• **Document**:
%%
Scotsman Hosie (Mar 31, 2019)

----------


## Imabass

I have been considering making a holster for my AR15 on my tractor. Its nice to have for the wild hog problem.

----------


## will52100

Many a time growing up I'd considered a rifle rack on the tractor's roll bars.

Cool photo, would be interesting firing a 1919 from it.

----------


## Dr Stan

Really? Are you so afraid of your shadow you just have to arm a garden tractor? Good grief.

----------


## will52100

Don't know afraid of your own shadow, but the reason I wanted a rifle rack was you wouldn't believe the number of coyotes and deer I'd see while working a field. As for the garden tractor, why? Why not? It's cool, no other reason. Maybe squirrels or wood chucks?

----------

high-side (May 26, 2019)

----------


## Dr Stan

Right. Everyone needs an assault rifle to kill groundhogs & coyotes. I've killed a number of the same with a single shot breach 22 Hornet.

BTW, I'm also a disabled Vietnam vet and know full well the primary purpose of an assault rifle.
%%
Write out the forum thread about mounting rifles on tractors word for word, from start to end. The material that comes next has no connection to the thread above.

• **Dataset records**:
%%
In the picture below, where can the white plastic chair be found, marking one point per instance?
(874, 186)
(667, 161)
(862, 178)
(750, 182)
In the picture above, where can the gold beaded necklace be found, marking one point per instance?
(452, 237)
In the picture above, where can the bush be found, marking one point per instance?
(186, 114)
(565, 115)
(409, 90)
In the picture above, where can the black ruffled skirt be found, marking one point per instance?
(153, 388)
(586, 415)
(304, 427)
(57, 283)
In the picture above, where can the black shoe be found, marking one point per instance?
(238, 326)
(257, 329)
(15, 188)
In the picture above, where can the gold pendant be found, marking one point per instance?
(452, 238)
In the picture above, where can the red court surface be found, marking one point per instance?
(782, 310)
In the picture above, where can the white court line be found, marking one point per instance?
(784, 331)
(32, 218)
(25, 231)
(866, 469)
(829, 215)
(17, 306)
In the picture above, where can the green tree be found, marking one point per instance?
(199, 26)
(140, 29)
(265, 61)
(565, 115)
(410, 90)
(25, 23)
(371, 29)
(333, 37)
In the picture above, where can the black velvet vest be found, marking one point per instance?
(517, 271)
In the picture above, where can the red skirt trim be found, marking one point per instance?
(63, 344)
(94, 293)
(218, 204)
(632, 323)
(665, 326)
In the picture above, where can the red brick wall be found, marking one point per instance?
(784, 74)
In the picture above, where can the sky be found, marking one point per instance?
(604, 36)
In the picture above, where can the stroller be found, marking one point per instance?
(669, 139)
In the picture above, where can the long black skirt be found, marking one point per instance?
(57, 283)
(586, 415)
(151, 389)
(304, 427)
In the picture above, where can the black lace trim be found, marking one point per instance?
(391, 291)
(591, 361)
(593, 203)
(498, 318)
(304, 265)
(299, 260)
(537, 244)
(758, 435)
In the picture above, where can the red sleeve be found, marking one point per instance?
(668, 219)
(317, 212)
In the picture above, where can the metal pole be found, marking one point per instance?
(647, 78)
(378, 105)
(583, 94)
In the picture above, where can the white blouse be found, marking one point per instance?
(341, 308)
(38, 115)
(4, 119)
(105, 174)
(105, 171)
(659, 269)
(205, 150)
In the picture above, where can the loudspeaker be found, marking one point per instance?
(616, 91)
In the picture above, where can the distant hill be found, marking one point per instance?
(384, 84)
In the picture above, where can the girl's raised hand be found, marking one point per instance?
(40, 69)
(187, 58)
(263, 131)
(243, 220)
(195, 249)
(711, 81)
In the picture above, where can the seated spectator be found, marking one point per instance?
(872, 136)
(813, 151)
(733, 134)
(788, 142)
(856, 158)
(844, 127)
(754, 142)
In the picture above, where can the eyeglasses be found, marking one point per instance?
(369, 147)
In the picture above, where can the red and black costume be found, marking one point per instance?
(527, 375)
%%
%%
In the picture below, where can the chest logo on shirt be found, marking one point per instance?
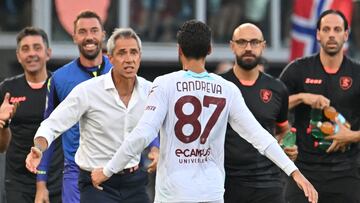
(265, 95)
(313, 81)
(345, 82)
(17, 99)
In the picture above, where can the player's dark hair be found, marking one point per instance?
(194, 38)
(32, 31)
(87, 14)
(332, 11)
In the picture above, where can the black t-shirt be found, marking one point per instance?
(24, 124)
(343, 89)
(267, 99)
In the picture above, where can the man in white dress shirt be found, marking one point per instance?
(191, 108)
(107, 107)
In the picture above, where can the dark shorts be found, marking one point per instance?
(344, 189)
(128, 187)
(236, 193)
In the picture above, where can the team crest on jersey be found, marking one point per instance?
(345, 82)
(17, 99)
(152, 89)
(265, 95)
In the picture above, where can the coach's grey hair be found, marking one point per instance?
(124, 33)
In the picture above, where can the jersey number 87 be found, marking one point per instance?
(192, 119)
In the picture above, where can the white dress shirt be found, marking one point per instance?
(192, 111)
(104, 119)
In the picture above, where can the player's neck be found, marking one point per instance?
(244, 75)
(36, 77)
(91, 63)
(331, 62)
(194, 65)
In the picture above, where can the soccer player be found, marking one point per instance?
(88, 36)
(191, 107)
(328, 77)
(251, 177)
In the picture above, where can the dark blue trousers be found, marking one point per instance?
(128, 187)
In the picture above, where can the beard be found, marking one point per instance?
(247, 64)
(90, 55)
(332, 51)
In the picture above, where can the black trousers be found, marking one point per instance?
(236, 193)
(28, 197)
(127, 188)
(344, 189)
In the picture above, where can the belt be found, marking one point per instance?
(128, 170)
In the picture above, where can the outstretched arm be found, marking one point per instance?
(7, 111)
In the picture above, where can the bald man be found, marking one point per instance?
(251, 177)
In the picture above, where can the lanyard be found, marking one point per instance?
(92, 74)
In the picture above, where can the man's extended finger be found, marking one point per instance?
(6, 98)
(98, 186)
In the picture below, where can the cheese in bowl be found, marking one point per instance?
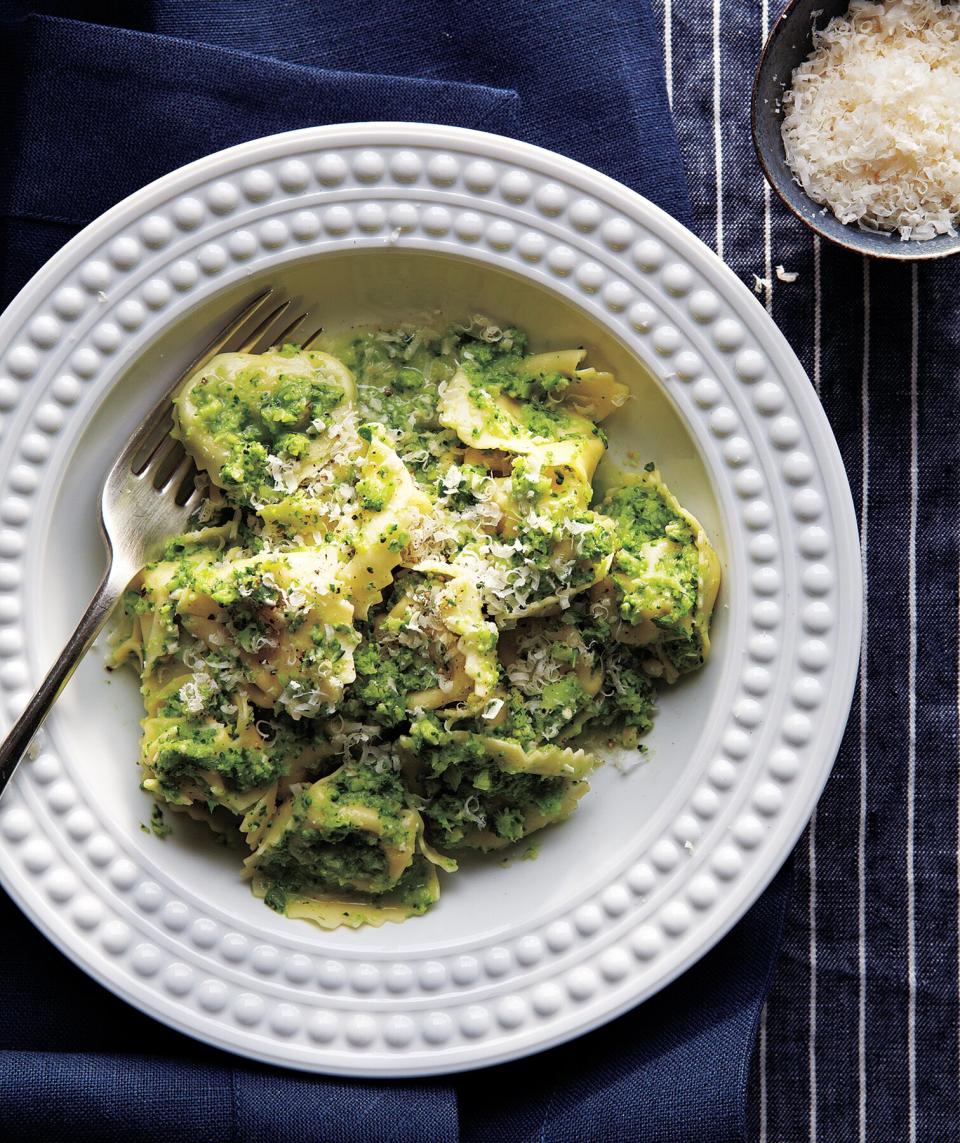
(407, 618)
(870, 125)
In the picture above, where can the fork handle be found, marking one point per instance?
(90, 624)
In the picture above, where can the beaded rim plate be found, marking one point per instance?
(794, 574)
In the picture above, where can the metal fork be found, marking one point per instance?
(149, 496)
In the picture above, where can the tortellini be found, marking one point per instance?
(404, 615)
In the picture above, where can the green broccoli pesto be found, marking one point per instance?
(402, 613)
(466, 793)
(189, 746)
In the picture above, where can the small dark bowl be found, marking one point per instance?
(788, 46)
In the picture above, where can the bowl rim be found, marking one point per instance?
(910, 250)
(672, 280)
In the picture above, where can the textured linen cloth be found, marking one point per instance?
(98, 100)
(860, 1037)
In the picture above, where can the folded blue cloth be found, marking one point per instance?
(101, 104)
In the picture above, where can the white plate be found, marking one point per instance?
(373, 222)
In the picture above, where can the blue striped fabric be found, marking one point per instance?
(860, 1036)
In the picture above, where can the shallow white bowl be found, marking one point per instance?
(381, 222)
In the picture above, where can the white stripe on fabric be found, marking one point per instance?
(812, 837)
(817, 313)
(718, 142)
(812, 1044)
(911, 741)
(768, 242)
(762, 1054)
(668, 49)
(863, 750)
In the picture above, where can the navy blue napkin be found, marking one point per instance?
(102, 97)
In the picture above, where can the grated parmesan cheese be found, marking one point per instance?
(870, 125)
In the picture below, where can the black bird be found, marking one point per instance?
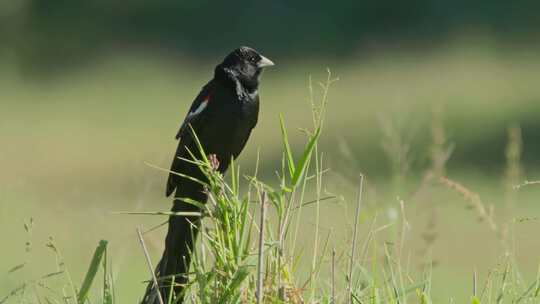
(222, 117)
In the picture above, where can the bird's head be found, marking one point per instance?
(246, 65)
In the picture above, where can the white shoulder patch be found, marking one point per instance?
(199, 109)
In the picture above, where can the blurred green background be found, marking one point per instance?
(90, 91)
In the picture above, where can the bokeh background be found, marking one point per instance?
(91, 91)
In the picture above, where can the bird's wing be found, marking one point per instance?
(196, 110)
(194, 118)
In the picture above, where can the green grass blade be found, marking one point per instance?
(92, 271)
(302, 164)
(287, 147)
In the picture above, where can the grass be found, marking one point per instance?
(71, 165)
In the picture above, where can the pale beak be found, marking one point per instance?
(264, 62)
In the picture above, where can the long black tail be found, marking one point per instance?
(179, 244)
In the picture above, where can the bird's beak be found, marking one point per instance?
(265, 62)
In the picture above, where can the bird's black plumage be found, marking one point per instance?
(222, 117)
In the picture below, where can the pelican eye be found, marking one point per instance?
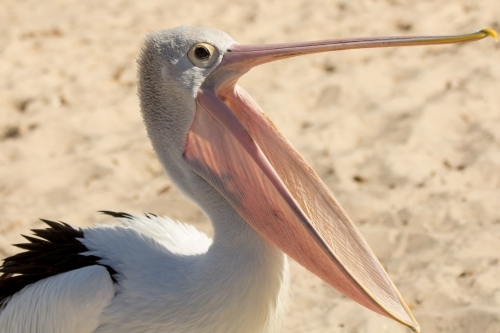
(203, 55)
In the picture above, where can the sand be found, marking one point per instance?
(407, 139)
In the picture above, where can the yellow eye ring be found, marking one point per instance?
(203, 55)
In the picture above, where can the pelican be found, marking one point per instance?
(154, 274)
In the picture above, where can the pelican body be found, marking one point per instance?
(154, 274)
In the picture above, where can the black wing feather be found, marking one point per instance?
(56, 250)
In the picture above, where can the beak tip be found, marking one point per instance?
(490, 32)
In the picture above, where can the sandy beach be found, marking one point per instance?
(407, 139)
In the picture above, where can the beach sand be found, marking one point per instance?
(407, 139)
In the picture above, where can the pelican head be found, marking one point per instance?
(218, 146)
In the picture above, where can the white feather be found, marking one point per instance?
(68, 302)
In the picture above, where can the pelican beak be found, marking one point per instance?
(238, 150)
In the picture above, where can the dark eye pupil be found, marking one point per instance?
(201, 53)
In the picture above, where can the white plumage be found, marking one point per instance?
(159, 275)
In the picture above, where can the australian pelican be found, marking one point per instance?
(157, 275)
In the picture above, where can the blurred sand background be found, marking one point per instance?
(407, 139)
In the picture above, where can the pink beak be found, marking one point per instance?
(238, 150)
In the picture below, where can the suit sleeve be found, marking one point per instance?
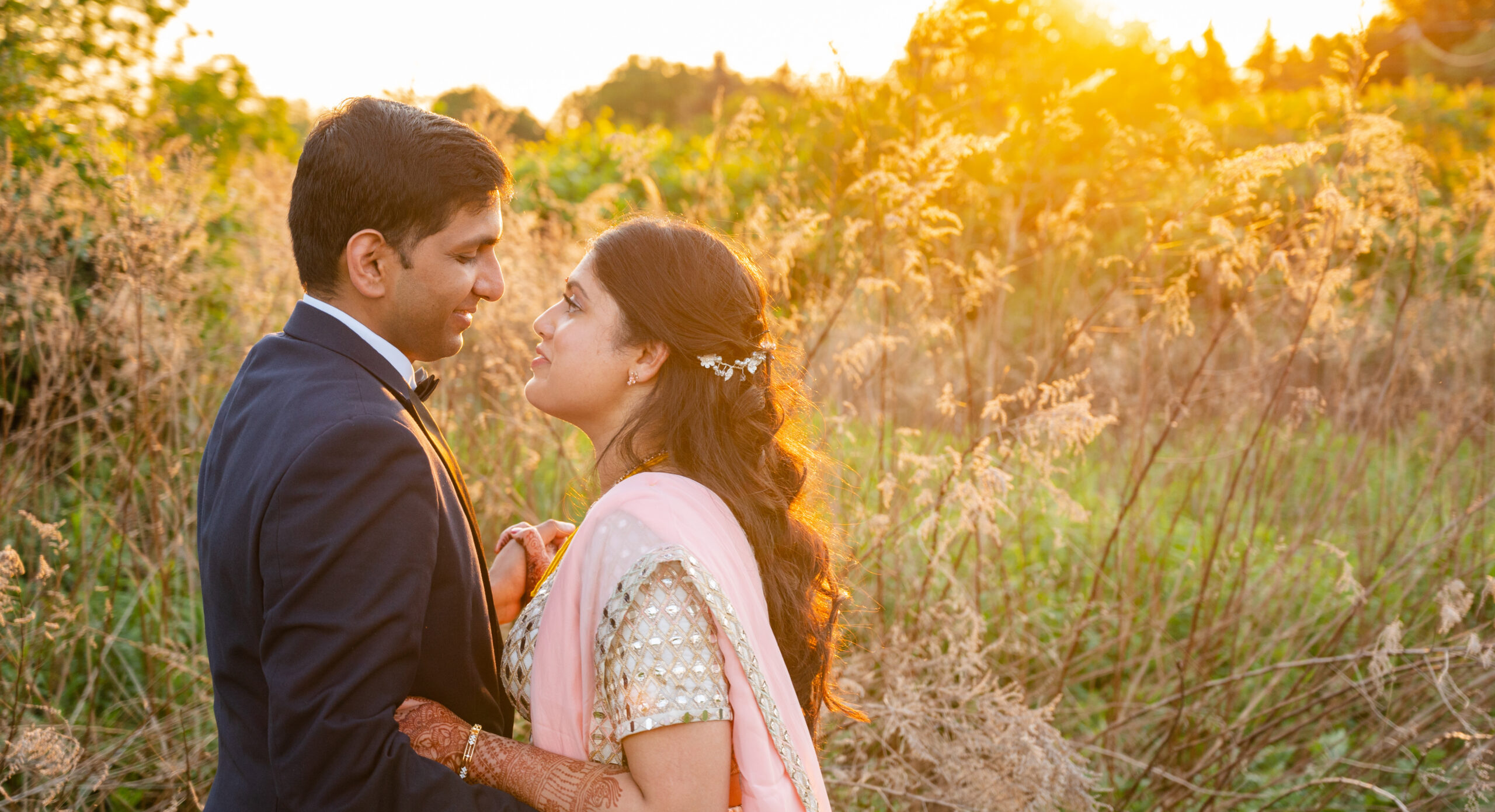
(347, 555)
%%
%%
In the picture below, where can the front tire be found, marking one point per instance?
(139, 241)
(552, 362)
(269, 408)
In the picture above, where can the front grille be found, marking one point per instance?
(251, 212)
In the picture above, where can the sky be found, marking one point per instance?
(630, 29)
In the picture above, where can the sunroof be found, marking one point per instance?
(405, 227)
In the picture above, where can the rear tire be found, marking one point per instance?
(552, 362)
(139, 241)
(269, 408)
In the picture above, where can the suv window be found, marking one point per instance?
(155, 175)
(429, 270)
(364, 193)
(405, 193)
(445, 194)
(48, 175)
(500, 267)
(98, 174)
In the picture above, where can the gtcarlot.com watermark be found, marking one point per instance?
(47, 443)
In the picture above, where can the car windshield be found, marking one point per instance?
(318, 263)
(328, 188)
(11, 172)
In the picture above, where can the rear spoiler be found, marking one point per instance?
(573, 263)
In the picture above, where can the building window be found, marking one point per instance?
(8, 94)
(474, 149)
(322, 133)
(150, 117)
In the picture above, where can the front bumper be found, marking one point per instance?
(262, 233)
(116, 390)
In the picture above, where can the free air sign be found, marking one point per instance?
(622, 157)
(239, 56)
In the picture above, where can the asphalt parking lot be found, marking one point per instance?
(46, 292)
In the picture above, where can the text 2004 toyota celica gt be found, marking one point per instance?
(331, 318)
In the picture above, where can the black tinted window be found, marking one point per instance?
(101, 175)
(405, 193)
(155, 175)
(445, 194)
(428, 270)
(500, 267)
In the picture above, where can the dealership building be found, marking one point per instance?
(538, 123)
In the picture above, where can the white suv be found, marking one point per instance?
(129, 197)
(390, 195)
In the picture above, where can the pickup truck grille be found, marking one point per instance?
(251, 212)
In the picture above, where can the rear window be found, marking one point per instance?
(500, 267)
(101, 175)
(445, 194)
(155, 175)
%%
• **Answer to this exercise**:
Scotsman Hosie (Mar 31, 2019)

----------


## Imabass

I have been considering making a holster for my AR15 on my tractor. Its nice to have for the wild hog problem.

----------


## will52100

Many a time growing up I'd considered a rifle rack on the tractor's roll bars.

Cool photo, would be interesting firing a 1919 from it.

----------


## Dr Stan

Really? Are you so afraid of your shadow you just have to arm a garden tractor? Good grief.

----------


## will52100

Don't know afraid of your own shadow, but the reason I wanted a rifle rack was you wouldn't believe the number of coyotes and deer I'd see while working a field. As for the garden tractor, why? Why not? It's cool, no other reason. Maybe squirrels or wood chucks?

----------

high-side (May 26, 2019)

----------


## Dr Stan

Right. Everyone needs an assault rifle to kill groundhogs & coyotes. I've killed a number of the same with a single shot breach 22 Hornet.

BTW, I'm also a disabled Vietnam vet and know full well the primary purpose of an assault rifle.